* [EXERCISE OBJECTIVE]: Change each "serrated leaf" in the data to "toothed leaf" and reproduce the lines with nothing else altered. Omit the pictures.

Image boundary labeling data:
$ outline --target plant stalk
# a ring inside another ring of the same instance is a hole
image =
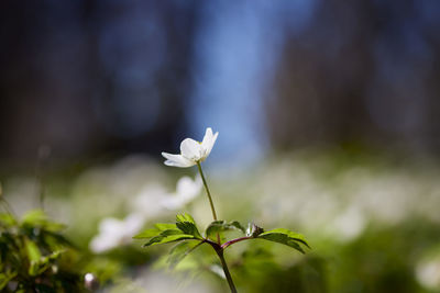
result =
[[[217,214],[216,214],[216,209],[213,207],[211,192],[209,191],[209,188],[208,188],[208,184],[206,182],[205,174],[204,174],[204,171],[201,170],[201,165],[200,165],[199,161],[197,162],[197,167],[199,168],[199,173],[200,173],[201,180],[204,181],[204,185],[205,185],[205,189],[206,189],[207,194],[208,194],[209,204],[211,205],[213,221],[217,221]]]

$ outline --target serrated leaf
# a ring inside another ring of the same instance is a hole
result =
[[[176,226],[184,234],[193,235],[197,239],[204,239],[194,222],[194,218],[189,214],[177,215],[176,216]]]
[[[308,248],[310,248],[302,235],[290,232],[288,229],[284,229],[284,228],[277,228],[277,229],[262,233],[256,238],[262,238],[262,239],[266,239],[270,241],[284,244],[292,248],[295,248],[296,250],[298,250],[302,253],[305,253],[305,251],[300,247],[299,244],[302,244],[302,245],[307,246]]]
[[[186,256],[193,252],[204,241],[182,241],[169,251],[167,262],[170,268],[175,268]]]
[[[226,221],[215,221],[209,224],[205,234],[207,237],[211,237],[213,235],[217,235],[218,233],[226,230],[241,230],[242,233],[245,232],[243,226],[238,221],[233,221],[230,223],[227,223]]]
[[[193,235],[188,234],[175,234],[175,235],[168,235],[168,236],[156,236],[150,239],[148,243],[144,244],[144,247],[148,246],[154,246],[154,245],[160,245],[160,244],[169,244],[178,240],[186,240],[186,239],[194,239]]]
[[[0,214],[0,224],[11,227],[16,224],[16,221],[11,214]]]
[[[156,228],[146,229],[146,230],[135,235],[133,238],[134,239],[152,238],[152,237],[161,235],[161,233],[166,232],[166,230],[167,230],[167,234],[169,234],[169,233],[182,234],[182,230],[179,228],[177,228],[176,224],[157,223],[157,224],[154,224],[154,226]]]
[[[254,223],[249,223],[248,224],[248,228],[245,230],[245,235],[248,237],[256,237],[260,234],[262,234],[264,232],[264,229],[257,225],[255,225]]]
[[[8,285],[9,281],[15,278],[15,275],[16,272],[11,272],[11,271],[0,273],[0,290],[3,290]]]
[[[177,229],[176,224],[174,223],[156,223],[154,224],[154,226],[158,229],[158,230],[168,230],[168,229]]]
[[[38,261],[41,258],[41,252],[38,247],[36,246],[35,243],[31,241],[30,239],[25,239],[25,247],[26,247],[26,253],[30,262],[32,261]]]
[[[146,239],[146,238],[152,238],[155,237],[157,235],[160,235],[162,233],[162,230],[160,229],[146,229],[144,232],[141,232],[140,234],[133,236],[134,239]]]
[[[187,213],[182,214],[182,215],[176,215],[176,221],[180,222],[180,223],[182,222],[189,222],[189,223],[196,224],[196,222],[194,221],[193,216],[190,214],[187,214]]]

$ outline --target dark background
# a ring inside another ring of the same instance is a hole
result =
[[[440,2],[12,1],[0,4],[0,168],[359,145],[440,151]],[[186,135],[185,135],[186,134]]]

* [WRITTEN SOLUTION]:
$ outline --target plant stalk
# a ring inside another ring of the same instance is a hole
image =
result =
[[[217,214],[216,214],[216,209],[213,207],[211,192],[209,191],[209,188],[208,188],[208,184],[206,182],[205,174],[204,174],[204,171],[201,170],[201,165],[200,165],[199,161],[197,162],[197,167],[199,168],[199,173],[200,173],[201,180],[204,181],[204,185],[205,185],[205,189],[206,189],[207,194],[208,194],[209,204],[211,205],[213,221],[217,221]]]

$ outline --target toothed leaf
# a ring inside another ring of the same instance is a hole
result =
[[[176,226],[184,234],[193,235],[197,239],[204,239],[194,222],[194,218],[189,214],[177,215],[176,216]]]
[[[308,248],[310,248],[302,235],[290,232],[288,229],[284,229],[284,228],[277,228],[277,229],[262,233],[256,238],[262,238],[262,239],[266,239],[270,241],[284,244],[292,248],[295,248],[296,250],[298,250],[302,253],[305,253],[305,251],[300,247],[299,244],[302,244],[302,245],[307,246]]]
[[[186,256],[193,252],[204,241],[182,241],[169,251],[167,262],[170,268],[175,268]]]
[[[226,221],[215,221],[209,224],[205,234],[207,237],[211,237],[213,235],[217,235],[218,233],[226,230],[241,230],[242,233],[245,232],[243,226],[238,221],[233,221],[230,223],[227,223]]]
[[[193,235],[188,234],[175,234],[175,235],[168,235],[168,236],[156,236],[150,239],[148,243],[144,244],[144,247],[148,246],[154,246],[154,245],[160,245],[160,244],[169,244],[178,240],[186,240],[186,239],[194,239]]]
[[[0,214],[0,224],[11,227],[16,224],[16,221],[11,214]]]
[[[156,228],[146,229],[146,230],[135,235],[133,238],[134,239],[152,238],[152,237],[161,235],[161,233],[166,232],[166,230],[167,230],[167,234],[169,234],[169,233],[182,234],[182,230],[179,228],[177,228],[176,224],[157,223],[157,224],[154,224],[154,226]]]
[[[254,223],[249,223],[248,224],[248,228],[245,230],[245,235],[248,237],[256,237],[260,234],[262,234],[264,232],[264,229],[257,225],[255,225]]]
[[[8,285],[9,281],[15,278],[15,275],[16,272],[11,272],[11,271],[0,273],[0,290],[3,290]]]
[[[177,229],[176,224],[174,223],[156,223],[154,224],[154,226],[158,229],[158,230],[168,230],[168,229]]]
[[[38,261],[41,258],[41,252],[38,247],[36,246],[35,243],[31,241],[30,239],[25,239],[25,247],[26,247],[26,253],[30,262],[32,261]]]
[[[146,239],[146,238],[152,238],[155,237],[157,235],[160,235],[162,233],[162,230],[160,229],[146,229],[144,232],[141,232],[140,234],[133,236],[134,239]]]
[[[187,213],[182,214],[182,215],[176,215],[176,221],[180,222],[180,223],[182,222],[189,222],[189,223],[196,224],[196,222],[194,221],[193,216],[190,214],[187,214]]]

$ outline --target dark background
# a ring inside another ring of the same instance is a hole
result =
[[[440,2],[12,1],[0,4],[0,168],[359,145],[440,151]],[[186,135],[185,135],[186,134]]]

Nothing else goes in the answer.